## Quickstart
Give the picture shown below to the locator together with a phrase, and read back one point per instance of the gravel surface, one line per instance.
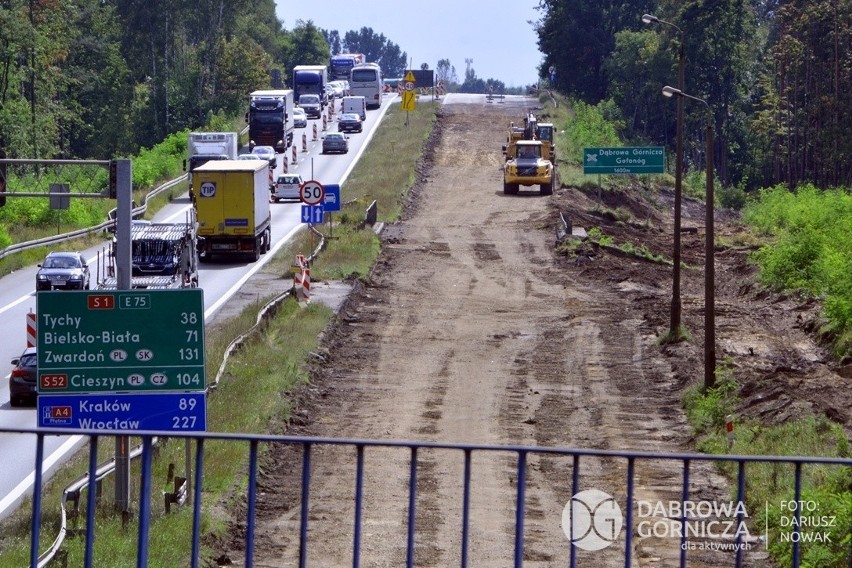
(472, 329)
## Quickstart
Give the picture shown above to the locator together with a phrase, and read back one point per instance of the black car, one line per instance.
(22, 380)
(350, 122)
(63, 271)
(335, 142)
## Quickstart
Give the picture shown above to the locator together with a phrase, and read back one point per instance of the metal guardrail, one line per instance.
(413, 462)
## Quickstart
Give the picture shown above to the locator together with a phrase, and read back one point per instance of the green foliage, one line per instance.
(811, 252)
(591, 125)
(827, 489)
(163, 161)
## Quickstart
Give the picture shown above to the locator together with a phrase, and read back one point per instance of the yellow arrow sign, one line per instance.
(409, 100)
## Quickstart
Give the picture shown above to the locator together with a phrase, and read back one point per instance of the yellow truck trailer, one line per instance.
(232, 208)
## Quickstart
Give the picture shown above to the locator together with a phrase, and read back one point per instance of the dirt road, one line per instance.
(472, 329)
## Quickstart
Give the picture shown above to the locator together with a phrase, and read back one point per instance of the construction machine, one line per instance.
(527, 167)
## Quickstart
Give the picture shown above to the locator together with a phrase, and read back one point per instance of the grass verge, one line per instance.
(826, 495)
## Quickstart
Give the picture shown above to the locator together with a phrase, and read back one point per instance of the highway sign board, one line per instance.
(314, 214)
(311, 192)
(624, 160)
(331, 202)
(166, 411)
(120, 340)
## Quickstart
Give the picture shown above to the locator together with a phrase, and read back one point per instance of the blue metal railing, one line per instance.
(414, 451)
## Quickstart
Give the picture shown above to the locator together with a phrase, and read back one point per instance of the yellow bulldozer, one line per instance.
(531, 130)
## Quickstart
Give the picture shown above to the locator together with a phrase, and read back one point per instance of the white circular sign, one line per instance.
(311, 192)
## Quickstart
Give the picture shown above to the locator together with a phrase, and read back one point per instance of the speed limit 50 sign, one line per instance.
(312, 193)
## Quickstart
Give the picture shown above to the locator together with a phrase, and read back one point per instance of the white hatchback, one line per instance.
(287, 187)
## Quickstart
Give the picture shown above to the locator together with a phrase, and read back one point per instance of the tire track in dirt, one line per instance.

+===+

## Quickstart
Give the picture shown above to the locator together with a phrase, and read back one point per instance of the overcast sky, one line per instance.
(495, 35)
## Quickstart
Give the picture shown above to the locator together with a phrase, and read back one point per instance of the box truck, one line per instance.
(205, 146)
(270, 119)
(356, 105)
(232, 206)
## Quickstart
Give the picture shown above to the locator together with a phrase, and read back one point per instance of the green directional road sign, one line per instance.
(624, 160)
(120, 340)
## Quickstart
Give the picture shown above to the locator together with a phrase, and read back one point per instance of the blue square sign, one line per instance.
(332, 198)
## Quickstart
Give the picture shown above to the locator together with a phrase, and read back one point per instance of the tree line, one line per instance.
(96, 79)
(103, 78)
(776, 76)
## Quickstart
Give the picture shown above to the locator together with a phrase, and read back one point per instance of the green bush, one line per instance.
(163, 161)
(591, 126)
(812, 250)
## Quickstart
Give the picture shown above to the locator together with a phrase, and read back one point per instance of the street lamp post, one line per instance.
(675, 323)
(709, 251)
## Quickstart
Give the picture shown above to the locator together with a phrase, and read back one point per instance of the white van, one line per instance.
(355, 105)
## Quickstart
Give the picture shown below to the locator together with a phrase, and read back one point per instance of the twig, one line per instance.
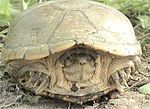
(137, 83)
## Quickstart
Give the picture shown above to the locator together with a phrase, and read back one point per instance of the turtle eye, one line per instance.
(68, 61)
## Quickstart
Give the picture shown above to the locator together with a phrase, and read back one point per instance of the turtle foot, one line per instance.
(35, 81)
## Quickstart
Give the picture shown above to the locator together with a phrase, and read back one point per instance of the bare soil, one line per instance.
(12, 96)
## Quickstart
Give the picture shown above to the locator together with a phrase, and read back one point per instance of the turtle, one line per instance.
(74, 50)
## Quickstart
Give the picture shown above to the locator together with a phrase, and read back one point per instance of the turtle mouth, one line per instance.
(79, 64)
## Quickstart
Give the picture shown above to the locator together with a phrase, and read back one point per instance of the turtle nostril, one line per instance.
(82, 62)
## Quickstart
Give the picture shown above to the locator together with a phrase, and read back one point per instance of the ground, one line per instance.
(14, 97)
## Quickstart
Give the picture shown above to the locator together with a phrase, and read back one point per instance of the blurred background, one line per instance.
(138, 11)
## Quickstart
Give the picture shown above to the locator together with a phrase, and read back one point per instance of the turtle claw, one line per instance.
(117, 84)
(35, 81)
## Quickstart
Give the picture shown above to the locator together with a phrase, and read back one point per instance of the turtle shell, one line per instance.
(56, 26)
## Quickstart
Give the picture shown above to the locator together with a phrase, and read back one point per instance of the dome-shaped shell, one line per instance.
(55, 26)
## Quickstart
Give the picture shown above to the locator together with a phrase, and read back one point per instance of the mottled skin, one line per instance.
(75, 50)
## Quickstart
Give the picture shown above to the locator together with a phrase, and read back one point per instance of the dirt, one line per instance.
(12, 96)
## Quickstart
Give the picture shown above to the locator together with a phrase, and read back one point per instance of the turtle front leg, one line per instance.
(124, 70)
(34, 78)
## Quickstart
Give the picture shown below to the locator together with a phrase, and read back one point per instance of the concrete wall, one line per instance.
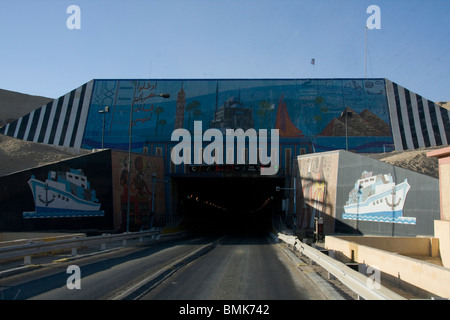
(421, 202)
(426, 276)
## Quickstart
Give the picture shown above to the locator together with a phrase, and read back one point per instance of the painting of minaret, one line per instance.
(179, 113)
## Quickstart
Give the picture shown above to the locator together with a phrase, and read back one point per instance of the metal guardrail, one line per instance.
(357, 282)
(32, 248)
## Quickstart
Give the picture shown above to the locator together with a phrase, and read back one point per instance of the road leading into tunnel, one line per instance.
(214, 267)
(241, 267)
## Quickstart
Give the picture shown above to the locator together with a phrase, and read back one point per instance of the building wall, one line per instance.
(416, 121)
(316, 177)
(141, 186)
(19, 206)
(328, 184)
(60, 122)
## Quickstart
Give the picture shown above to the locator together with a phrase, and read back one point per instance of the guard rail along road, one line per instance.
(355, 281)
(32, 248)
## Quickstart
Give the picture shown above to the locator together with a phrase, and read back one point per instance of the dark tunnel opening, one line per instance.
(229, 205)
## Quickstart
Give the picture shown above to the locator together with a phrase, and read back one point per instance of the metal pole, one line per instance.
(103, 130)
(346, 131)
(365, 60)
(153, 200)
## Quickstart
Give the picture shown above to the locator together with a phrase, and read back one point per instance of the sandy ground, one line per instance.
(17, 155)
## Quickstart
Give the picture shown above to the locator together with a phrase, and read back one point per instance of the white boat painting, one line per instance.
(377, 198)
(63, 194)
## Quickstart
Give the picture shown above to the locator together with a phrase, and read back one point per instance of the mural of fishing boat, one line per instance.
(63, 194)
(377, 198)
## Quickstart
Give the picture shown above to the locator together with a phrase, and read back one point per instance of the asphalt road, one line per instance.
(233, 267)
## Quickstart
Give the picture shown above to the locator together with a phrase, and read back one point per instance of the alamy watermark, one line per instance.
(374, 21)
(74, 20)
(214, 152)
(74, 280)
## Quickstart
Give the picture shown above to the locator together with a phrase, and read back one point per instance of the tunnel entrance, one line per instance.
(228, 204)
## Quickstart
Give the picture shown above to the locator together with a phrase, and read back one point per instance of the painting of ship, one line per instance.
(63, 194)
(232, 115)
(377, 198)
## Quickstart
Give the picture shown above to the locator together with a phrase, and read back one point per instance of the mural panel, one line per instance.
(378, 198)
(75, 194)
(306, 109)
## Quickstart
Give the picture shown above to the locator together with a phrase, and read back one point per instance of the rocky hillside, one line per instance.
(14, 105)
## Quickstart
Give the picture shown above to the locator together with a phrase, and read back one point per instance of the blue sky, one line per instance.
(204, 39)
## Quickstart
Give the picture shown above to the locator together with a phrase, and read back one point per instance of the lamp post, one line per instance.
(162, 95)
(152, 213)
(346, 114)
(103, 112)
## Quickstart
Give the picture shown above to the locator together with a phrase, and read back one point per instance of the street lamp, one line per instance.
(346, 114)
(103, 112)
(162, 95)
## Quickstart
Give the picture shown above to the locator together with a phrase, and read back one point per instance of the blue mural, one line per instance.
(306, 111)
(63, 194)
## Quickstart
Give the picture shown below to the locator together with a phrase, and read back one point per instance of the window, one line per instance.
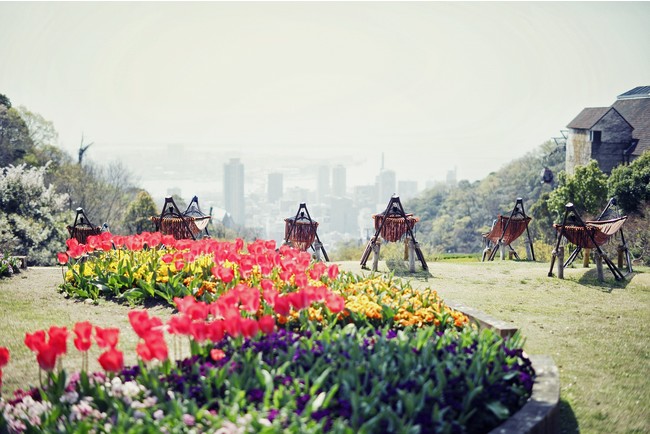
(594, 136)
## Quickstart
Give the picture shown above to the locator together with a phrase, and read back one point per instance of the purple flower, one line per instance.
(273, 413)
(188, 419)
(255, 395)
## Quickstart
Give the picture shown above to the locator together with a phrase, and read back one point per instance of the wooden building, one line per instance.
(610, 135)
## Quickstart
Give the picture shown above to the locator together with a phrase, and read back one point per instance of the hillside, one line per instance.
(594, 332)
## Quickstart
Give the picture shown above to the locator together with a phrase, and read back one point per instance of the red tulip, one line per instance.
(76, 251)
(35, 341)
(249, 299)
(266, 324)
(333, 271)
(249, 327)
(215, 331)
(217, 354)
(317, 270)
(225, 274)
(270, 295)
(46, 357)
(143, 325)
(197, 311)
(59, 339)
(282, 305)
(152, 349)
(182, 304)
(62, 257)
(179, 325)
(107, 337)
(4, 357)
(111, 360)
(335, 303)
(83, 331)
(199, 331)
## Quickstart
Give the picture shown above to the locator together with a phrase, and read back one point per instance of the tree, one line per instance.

+===+

**WORK INSTRUCTION:** Reproduce, character for character, only the lines of the preceding data that start at the line with "hatchback, one line per instance." and end at the line with "in dirt, one line per instance.", both included.

**RESPONSE TO THE TASK:**
Give the picture shown above to the locator together with a phrase, and read back one point per instance of the white hatchback, one line per instance.
(287, 187)
## Quickstart
Give the picture shown above to the locator together with a phrase, and read back one point per instance of the tire track in dirt, one line per instance.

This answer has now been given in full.